__EXERCISE MATERIALS__
========
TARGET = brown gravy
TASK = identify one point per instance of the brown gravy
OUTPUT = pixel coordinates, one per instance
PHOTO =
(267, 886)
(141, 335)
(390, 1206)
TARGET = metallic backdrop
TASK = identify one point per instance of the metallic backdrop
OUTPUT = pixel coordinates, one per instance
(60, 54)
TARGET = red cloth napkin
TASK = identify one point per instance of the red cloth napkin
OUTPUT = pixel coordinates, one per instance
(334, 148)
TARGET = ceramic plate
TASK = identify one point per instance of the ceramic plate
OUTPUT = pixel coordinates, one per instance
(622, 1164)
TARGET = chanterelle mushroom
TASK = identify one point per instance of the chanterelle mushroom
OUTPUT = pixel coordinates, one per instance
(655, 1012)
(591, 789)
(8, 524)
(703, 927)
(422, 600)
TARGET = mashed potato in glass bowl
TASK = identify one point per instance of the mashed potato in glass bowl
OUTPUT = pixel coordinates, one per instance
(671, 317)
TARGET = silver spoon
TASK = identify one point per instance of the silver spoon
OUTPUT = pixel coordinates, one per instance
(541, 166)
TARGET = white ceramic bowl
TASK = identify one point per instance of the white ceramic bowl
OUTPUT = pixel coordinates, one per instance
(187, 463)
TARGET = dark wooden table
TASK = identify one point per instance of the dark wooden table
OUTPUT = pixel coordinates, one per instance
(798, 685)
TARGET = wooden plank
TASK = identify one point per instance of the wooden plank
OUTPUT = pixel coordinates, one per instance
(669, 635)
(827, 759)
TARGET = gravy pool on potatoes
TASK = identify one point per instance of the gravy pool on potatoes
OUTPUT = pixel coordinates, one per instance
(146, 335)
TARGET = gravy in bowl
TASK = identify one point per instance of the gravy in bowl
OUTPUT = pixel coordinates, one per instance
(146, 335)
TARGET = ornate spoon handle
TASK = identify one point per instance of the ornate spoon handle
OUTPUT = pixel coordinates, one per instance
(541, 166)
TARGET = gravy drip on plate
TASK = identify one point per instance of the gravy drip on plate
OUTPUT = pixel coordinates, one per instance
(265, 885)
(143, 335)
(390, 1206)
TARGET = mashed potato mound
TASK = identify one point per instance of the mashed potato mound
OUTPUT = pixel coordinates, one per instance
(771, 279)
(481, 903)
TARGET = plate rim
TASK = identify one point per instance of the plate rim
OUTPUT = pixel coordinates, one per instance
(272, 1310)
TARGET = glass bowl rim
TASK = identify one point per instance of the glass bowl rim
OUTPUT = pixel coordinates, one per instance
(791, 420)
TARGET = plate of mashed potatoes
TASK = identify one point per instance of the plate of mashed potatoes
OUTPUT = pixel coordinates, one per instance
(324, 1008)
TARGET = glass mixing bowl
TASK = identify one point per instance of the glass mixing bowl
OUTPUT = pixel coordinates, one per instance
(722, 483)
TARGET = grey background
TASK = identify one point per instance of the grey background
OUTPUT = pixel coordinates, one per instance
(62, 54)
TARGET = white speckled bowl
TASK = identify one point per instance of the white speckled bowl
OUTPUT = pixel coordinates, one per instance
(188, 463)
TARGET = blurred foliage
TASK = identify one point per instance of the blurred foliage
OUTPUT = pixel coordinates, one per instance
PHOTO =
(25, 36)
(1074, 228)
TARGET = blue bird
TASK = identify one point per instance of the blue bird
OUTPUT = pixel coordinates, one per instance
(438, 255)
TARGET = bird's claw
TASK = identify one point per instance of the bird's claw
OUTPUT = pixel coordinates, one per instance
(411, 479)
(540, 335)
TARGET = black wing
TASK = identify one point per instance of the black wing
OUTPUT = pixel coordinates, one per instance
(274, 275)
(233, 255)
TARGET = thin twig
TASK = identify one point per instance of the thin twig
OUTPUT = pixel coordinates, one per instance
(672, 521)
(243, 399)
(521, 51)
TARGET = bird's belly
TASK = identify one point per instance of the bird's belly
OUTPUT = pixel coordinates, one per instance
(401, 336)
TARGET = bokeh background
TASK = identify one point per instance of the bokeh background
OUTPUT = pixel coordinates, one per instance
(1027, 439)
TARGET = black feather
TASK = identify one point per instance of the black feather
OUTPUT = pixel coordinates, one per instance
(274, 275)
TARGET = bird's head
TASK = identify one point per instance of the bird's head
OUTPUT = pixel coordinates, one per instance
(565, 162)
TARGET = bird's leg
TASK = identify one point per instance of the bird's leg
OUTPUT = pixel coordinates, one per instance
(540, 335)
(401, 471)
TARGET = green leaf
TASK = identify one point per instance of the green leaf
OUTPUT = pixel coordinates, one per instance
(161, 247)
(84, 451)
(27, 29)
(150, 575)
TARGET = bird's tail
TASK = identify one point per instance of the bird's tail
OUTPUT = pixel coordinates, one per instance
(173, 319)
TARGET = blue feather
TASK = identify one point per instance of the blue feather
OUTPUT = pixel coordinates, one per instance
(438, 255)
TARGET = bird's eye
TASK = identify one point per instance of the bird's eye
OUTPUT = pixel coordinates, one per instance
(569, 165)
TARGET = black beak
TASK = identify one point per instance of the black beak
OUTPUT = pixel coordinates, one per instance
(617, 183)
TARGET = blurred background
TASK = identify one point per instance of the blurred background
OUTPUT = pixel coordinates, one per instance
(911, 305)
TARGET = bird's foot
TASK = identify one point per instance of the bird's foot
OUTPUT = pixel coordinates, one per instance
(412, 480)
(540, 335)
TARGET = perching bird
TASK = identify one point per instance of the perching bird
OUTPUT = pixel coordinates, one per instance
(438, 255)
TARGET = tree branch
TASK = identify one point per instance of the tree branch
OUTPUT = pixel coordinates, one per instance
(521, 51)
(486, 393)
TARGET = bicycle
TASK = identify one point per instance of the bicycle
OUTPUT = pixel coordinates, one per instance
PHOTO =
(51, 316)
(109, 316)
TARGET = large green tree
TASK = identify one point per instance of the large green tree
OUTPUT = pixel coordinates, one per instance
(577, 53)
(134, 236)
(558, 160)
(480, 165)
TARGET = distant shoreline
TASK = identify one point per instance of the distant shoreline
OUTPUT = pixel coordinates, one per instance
========
__TASK PROMPT__
Repeat the material from above exactly, word for word.

__SOLUTION FOR THIS PROBLEM__
TARGET = brown gravy
TASK = identify one point per instance of the brown gravy
OUTPUT = pixel coordinates, one per instance
PHOTO =
(267, 886)
(141, 335)
(390, 1206)
TARGET = metallic backdrop
TASK = identify one point per instance of the metallic backdrop
OUTPUT = pixel coordinates, one per instance
(60, 54)
TARGET = red cloth napkin
TASK = identify one point per instance of the red cloth napkin
OUTPUT = pixel coordinates, one per instance
(334, 148)
TARGET = ceramic plate
TASK = identify one point per instance of the ceramic plate
OUTPUT = pixel coordinates, one per instance
(622, 1164)
TARGET = chanterelle mushroom
TASK = identify one point per instance of the chanterelle mushroom
OUTPUT = pixel coordinates, one per instance
(655, 1012)
(591, 789)
(8, 524)
(703, 927)
(422, 600)
TARGET = mashed potato in glass bowl
TASK = identify one point per instance of the mashed potato in glass bowl
OUTPUT = pixel coordinates, one per instance
(671, 317)
TARGET = silver spoon
TASK = identify one point per instance of the silver spoon
OUTPUT = pixel coordinates, one per instance
(541, 166)
TARGET = white ceramic bowl
TASK = identify one point per instance of the white ceramic bowl
OUTPUT = pixel coordinates, one per instance
(187, 463)
TARGET = dark wooden table
TASK = identify one point per instance of the dark wooden table
OUTPUT = pixel coordinates, one per instance
(798, 685)
TARGET = wooden plank
TASK = identify one point per instance of the wooden plank
OUTPUT = pixel coordinates, one per instance
(669, 635)
(827, 759)
TARGET = gravy pool on potatoes
TASK = identify one point per instance of the gravy pool on potatoes
OUTPUT = pixel coordinates, one per instance
(146, 335)
TARGET = gravy in bowl
TASK = identify one point per instance of the gravy in bowl
OUTPUT = pixel coordinates, one per instance
(146, 335)
TARGET = ornate spoon handle
TASK = identify one point per instance of the ornate spoon handle
OUTPUT = pixel coordinates, one per instance
(541, 166)
TARGET = gravy drip on plate
TASK = identify one point per instance of the gravy drip on plate
OUTPUT = pixel coordinates, one per instance
(265, 885)
(143, 335)
(390, 1206)
TARGET = mashed potato mound
TASK = identify one point per instance of the mashed potato mound
OUTPUT = pixel coordinates, one per instance
(771, 279)
(481, 903)
TARGET = plate rim
TASK = identify one point per instance of the plate rim
OUTPUT = pixel coordinates, one per instance
(272, 1310)
TARGET = glass bowl rim
TASK = identify one point per instance of the glass bowl rim
OUTPUT = pixel coordinates, one per instance
(791, 420)
TARGET = plate of mashed potatoes
TASK = identify one point per instance of the plate of mashed potatoes
OUTPUT = pixel coordinates, one per instance
(324, 1008)
TARGET = glass mixing bowl
TASK = identify one point per instance of the glass mixing bowl
OUTPUT = pixel coordinates, one per instance
(722, 483)
TARGET = grey background
TASK = identify one point per instance of the grey background
OUTPUT = pixel coordinates, one per instance
(62, 54)
TARGET = white speckled bowl
TASK = identify one point per instance of the white speckled bowl
OUTPUT = pixel coordinates, one per instance
(188, 463)
TARGET = blurred foliage
TASK = identify one point per instance of the blurred foliage
OUTPUT = pixel coordinates, one per instance
PHOTO =
(25, 36)
(1074, 228)
TARGET = blue bird
TASK = identify one point per instance of the blue bird
OUTPUT = pixel coordinates, one per instance
(438, 255)
TARGET = bird's claw
TASK = identify one point per instance of the bird's claw
OUTPUT = pixel coordinates, one per instance
(411, 479)
(540, 335)
TARGET = black wing
TASK = identify one point per instance of the black wing
OUTPUT = pixel coordinates, one per instance
(274, 275)
(233, 255)
TARGET = thin twig
TASK = identify one point per instance of the thin twig
OUTPUT = pixel coordinates, one per instance
(672, 521)
(243, 399)
(521, 51)
TARGET = bird's belly
TASK = identify one point per instance of the bird's belly
OUTPUT = pixel coordinates, one per instance
(401, 336)
TARGET = bokeh background
TASK = identify one point per instance of the bokeh background
OUTPUT = pixel coordinates, one per instance
(1027, 439)
TARGET = black feather
TASK = identify one point per instance of the black feather
OUTPUT = pixel coordinates, one per instance
(274, 275)
TARGET = bird's head
TASK = identify one point per instance of the bird's head
OUTPUT = pixel coordinates, one per instance
(565, 162)
TARGET = bird's leg
TASK = identify one point per instance of the bird's leg
OUTPUT = pixel coordinates, one per instance
(540, 335)
(401, 471)
TARGET = green leaf
TASK = identify one point per instance of the green leaf
OUTPUT = pixel coordinates, one per instance
(161, 247)
(84, 451)
(27, 29)
(150, 575)
TARGET = bird's tail
TASK = identify one point per instance of the bird's tail
OUTPUT = pixel coordinates, one per instance
(173, 319)
TARGET = blue feather
TASK = identify one point per instance of the blue feather
OUTPUT = pixel coordinates, one per instance
(438, 255)
TARGET = bird's eye
TASK = identify one point per instance of the bird's eye
OUTPUT = pixel coordinates, one per instance
(569, 165)
TARGET = black beak
TASK = identify one point per instance of the black beak
OUTPUT = pixel coordinates, one per instance
(617, 183)
TARGET = blurred background
TASK = identify one point per instance of the blurred background
OUTPUT = pixel coordinates, one per instance
(911, 305)
TARGET = bird's foot
TASK = identify one point per instance of the bird's foot
OUTPUT = pixel coordinates, one per instance
(412, 480)
(540, 335)
TARGET = perching bird
TASK = identify one point per instance of the perching bird
OUTPUT = pixel coordinates, one per instance
(438, 255)
TARGET = tree branch
TASK = identify one point per instance of the tree branch
OUTPUT = pixel coordinates, one per instance
(521, 51)
(486, 393)
TARGET = bicycle
TASK = identify one point per instance of the bicycle
OUTPUT = pixel coordinates, one per instance
PHOTO =
(51, 316)
(109, 316)
TARGET = large green tree
TASK = identify one point per instance of the large green tree
OUTPUT = pixel coordinates, one per instance
(577, 53)
(134, 236)
(558, 160)
(480, 165)
TARGET = distant shoreline
TASK = identify one point per instance of the distant shoreline
OUTPUT = pixel coordinates, one per instance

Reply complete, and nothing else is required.